For the past few weeks, we’ve been exploring the impact different types of Facebook wall promotions (organic vs. paid, product vs. full store) have had on Facebook store activity and engagement.
First, we explored the impact of the call-to-action button on store sales and product interest.
Then, we took things a step further by testing the impact of organic Facebook posts about store products.
This is Part 3 of our study, an in-depth look at the impact of paid Facebook promotions (both for individual products and for the store as a whole). We’ll show you how the paid promotions impact store activity, and we’ll pair that information with data from organic promotions.
Let’s dive right into the results!
As you can see from the image below, over a period of about 3 weeks, we tested four different types of Facebook posts:
- Organic, small product image
- Organic, large product image
- Paid ($5), large product image
- Paid ($20), large store image
The top graph shows daily page views in the Facebook store, and the bottom graph shows “Buy Clicks” in the Facebook store.

▸ DATA SECTION
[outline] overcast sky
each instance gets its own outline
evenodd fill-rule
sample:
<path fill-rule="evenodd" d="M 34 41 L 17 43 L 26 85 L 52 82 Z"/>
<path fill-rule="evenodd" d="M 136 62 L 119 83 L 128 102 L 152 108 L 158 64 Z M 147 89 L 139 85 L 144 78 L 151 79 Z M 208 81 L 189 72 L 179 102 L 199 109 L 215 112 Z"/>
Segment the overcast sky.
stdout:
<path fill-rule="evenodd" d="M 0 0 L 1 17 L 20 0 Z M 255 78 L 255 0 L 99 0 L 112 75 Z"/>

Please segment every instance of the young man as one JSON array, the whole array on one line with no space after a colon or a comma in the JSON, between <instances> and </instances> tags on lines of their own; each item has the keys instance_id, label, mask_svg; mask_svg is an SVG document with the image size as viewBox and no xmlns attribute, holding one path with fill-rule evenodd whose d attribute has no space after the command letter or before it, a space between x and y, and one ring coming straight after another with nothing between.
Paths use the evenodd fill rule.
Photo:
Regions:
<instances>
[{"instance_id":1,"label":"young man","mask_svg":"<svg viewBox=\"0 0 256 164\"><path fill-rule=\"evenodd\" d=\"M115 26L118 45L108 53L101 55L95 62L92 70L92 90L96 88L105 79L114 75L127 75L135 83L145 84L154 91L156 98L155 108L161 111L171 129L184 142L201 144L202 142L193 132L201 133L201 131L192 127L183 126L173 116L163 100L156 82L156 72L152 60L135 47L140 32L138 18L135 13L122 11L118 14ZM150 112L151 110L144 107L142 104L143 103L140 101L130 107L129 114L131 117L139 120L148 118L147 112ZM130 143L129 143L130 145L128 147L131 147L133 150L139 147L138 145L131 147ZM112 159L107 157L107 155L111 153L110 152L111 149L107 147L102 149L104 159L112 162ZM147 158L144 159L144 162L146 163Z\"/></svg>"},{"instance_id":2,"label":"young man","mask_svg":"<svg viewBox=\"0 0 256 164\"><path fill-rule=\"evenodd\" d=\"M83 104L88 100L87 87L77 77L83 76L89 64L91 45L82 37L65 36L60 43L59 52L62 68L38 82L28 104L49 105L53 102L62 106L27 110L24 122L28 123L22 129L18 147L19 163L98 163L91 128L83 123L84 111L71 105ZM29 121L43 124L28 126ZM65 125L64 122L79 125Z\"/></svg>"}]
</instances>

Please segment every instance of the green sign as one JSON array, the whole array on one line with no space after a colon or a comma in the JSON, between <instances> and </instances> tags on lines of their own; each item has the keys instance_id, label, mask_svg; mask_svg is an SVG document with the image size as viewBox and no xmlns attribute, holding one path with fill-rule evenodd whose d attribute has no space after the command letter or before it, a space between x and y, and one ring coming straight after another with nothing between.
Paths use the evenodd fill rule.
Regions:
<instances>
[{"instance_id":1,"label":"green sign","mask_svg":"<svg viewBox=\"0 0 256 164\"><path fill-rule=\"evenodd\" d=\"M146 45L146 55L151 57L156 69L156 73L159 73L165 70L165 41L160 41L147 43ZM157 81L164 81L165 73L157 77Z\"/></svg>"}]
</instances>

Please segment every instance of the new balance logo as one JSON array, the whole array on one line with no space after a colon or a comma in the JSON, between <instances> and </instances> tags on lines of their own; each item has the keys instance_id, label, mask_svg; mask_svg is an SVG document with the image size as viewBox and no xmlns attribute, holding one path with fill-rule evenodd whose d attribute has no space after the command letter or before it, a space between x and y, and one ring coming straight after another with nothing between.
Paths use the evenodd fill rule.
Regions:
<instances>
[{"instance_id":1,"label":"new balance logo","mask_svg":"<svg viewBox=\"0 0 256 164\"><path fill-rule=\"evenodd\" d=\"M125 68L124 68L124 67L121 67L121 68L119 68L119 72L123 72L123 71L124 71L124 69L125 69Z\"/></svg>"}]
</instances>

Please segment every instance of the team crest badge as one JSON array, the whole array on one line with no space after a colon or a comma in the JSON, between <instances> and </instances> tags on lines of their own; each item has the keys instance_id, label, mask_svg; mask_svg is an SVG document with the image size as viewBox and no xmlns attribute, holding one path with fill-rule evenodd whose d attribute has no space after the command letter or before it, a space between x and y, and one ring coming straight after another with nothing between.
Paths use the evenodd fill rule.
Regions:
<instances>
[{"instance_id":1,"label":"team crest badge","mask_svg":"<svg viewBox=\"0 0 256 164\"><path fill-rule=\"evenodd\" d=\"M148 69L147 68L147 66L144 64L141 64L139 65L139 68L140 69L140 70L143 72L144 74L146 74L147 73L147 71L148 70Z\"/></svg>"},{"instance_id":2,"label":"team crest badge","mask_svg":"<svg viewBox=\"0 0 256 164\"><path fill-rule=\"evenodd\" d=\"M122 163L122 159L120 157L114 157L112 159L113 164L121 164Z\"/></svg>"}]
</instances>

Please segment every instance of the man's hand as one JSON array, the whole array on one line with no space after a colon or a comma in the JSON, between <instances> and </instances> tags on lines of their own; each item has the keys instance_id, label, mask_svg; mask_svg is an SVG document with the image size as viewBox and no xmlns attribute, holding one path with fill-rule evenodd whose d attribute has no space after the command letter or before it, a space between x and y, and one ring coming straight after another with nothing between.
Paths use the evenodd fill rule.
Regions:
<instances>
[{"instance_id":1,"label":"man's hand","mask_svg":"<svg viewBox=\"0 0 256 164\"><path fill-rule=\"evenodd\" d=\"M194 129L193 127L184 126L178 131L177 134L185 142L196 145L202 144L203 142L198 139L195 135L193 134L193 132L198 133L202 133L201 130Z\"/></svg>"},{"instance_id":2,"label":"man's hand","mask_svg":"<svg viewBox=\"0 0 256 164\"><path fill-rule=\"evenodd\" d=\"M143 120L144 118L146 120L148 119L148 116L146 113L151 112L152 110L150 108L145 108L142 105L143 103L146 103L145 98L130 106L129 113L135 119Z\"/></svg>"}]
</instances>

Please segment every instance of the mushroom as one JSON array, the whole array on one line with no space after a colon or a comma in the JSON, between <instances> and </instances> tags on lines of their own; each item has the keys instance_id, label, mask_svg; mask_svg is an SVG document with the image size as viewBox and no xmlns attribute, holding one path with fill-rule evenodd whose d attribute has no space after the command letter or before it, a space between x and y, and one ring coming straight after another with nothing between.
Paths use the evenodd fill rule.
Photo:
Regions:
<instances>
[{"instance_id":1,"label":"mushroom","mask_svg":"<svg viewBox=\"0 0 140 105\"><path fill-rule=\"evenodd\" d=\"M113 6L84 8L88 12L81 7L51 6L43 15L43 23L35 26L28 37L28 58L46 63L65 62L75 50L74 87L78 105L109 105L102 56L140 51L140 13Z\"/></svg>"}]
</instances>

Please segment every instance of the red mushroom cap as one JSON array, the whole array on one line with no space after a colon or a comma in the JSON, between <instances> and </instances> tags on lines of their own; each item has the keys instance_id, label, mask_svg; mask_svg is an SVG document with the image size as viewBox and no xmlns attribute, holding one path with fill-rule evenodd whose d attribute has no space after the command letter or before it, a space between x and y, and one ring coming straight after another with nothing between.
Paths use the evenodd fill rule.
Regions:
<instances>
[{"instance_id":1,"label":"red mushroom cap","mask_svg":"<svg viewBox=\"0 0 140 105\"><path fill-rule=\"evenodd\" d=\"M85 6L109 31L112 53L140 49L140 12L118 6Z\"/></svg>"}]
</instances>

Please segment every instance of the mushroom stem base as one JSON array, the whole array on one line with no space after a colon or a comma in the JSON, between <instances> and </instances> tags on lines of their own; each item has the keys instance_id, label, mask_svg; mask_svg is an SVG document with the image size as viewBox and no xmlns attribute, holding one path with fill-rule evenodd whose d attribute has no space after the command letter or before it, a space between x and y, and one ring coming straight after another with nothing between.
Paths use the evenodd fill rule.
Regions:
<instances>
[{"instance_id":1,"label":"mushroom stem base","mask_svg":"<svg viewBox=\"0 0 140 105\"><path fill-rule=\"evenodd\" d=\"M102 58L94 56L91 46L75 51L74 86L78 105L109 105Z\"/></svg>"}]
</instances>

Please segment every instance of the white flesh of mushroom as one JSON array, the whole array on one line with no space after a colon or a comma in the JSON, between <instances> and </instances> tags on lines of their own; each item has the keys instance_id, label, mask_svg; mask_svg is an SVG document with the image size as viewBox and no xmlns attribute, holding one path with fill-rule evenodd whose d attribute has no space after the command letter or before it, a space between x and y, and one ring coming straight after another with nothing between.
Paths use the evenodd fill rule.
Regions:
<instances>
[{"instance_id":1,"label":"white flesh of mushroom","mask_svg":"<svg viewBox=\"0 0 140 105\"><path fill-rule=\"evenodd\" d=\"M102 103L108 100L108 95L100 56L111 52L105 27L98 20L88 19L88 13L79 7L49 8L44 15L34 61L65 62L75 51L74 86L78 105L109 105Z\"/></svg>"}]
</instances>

▸ PROBLEM STATEMENT
Answer these questions from the text on Facebook wall promotions:
1. In the first part of the study, what was the impact of the call-to-action button measured on?
2. Over about how long were the four kinds of Facebook posts tested?
3. What does the bottom graph show?

▸ OUTPUT
1. Store sales and product interest.
2. About 3 weeks.
3. "Buy Clicks" in the Facebook store.